■ DATASET RECORDS
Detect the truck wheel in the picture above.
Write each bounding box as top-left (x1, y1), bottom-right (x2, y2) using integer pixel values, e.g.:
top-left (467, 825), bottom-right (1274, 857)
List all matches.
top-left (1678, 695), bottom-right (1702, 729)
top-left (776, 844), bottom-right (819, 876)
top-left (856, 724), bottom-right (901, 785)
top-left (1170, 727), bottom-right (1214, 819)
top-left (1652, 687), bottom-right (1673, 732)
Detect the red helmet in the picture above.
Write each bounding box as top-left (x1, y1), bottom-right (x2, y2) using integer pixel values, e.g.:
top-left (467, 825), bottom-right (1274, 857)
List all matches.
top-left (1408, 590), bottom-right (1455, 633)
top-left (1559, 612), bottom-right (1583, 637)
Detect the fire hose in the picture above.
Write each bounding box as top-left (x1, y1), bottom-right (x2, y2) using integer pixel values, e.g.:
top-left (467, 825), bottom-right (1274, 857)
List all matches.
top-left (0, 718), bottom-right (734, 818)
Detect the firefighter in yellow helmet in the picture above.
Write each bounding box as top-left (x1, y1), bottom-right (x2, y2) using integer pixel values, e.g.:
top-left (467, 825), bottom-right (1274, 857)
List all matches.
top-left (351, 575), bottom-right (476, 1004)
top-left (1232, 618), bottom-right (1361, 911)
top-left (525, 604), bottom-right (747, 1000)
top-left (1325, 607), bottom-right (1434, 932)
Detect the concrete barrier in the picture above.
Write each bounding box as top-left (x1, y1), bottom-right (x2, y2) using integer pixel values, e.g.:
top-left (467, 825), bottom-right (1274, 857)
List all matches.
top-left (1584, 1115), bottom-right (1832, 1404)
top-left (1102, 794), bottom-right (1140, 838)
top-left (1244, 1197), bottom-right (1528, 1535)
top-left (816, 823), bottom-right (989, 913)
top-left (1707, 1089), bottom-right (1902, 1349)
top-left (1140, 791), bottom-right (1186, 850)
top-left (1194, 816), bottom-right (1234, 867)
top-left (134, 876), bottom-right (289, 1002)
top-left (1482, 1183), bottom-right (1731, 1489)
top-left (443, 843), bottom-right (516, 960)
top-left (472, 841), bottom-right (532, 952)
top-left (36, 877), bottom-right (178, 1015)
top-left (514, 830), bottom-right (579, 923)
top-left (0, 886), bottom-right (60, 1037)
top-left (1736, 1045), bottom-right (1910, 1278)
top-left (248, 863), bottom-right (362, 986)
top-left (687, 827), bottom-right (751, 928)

■ EXERCISE PROMPT
Only the lines holding the string "helmet" are needed; copy each of them from the material above.

■ TASK RESPONSE
Detect the red helmet in the picture above.
Detect the firefighter in yellow helmet in the picture above.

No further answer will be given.